Exercise text Block Start
Matt and Ali Hughes, with son Charlie

The parents of three-year-old Charlie Hughes have welcomed new guidelines clarifying that clinicians can prescribe medical cannabis.

Matt and Ali Hughes have reached a settlement in their fight with the UK’s health regulator NICE (National Institute for Health and Care Excellence).

On Friday 26 March, NICE has issued further guidance making it clear that clinicians can prescribe medicinal cannabis in appropriate cases. 

The Nowrich couple brought a legal challenge against the regulatory body in 2020, after their local NHS Trust indicated that guidance on cannabis-based medicines prevented clinicians from prescribing the medicines to their son, Charlie. 

Charlie has a rare form of treatment-resistant epilepsy called West syndrome, which saw him suffering up to 120 seizures a day and on a regime of four anti-epileptic drugs at any one time before they discovered cannabis medicines in May 2019.
Exercise text Block End
Data below Block Start
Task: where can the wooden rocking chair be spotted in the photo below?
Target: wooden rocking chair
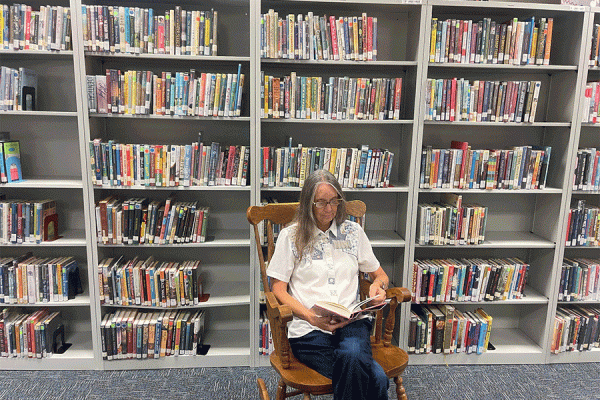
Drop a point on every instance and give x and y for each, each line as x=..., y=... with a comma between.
Data below Block End
§ **Actions to take**
[1] Reproduce the part of the medical cannabis article starting at "Matt and Ali Hughes have" and ending at "their son, Charlie.".
[2] According to the medical cannabis article, what condition does Charlie have?

§ **Responses**
[1]
Matt and Ali Hughes have reached a settlement in their fight with the UK’s health regulator NICE (National Institute for Health and Care Excellence).

On Friday 26 March, NICE has issued further guidance making it clear that clinicians can prescribe medicinal cannabis in appropriate cases. 

The Nowrich couple brought a legal challenge against the regulatory body in 2020, after their local NHS Trust indicated that guidance on cannabis-based medicines prevented clinicians from prescribing the medicines to their son, Charlie.

[2] A rare form of treatment-resistant epilepsy called West syndrome.